[Task requirements]
Reproduce as a numbered list the stretch of data below, from the line containing "Crowdworker instruction — please outline every horse's dark" through the line containing "[296,77,327,88]", leaving out any blank lines.

[Given information]
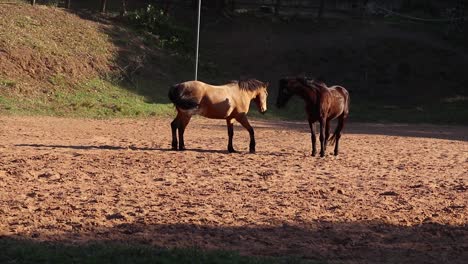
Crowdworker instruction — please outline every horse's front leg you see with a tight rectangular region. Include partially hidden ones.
[178,115,192,150]
[323,120,331,152]
[236,115,255,153]
[171,115,179,150]
[226,119,236,153]
[320,118,326,157]
[308,117,317,156]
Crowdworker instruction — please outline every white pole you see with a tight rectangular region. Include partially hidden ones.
[195,0,201,80]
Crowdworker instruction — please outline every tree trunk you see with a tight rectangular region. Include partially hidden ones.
[100,0,107,13]
[275,0,281,16]
[163,0,172,15]
[230,0,236,12]
[317,0,325,19]
[120,0,127,17]
[216,0,226,14]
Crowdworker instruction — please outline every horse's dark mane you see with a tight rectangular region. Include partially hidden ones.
[231,79,265,91]
[296,77,327,88]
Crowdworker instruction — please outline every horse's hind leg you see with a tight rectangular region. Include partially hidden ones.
[320,118,327,157]
[178,114,192,150]
[323,120,331,152]
[226,119,236,153]
[333,114,346,156]
[308,117,317,156]
[171,113,180,150]
[236,115,255,153]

[Written answer]
1. Crowdworker instruction — please outline every horse's dark mane you see with a tight rectangular region. Include partially hidden ones.
2. [231,79,265,91]
3. [296,77,327,88]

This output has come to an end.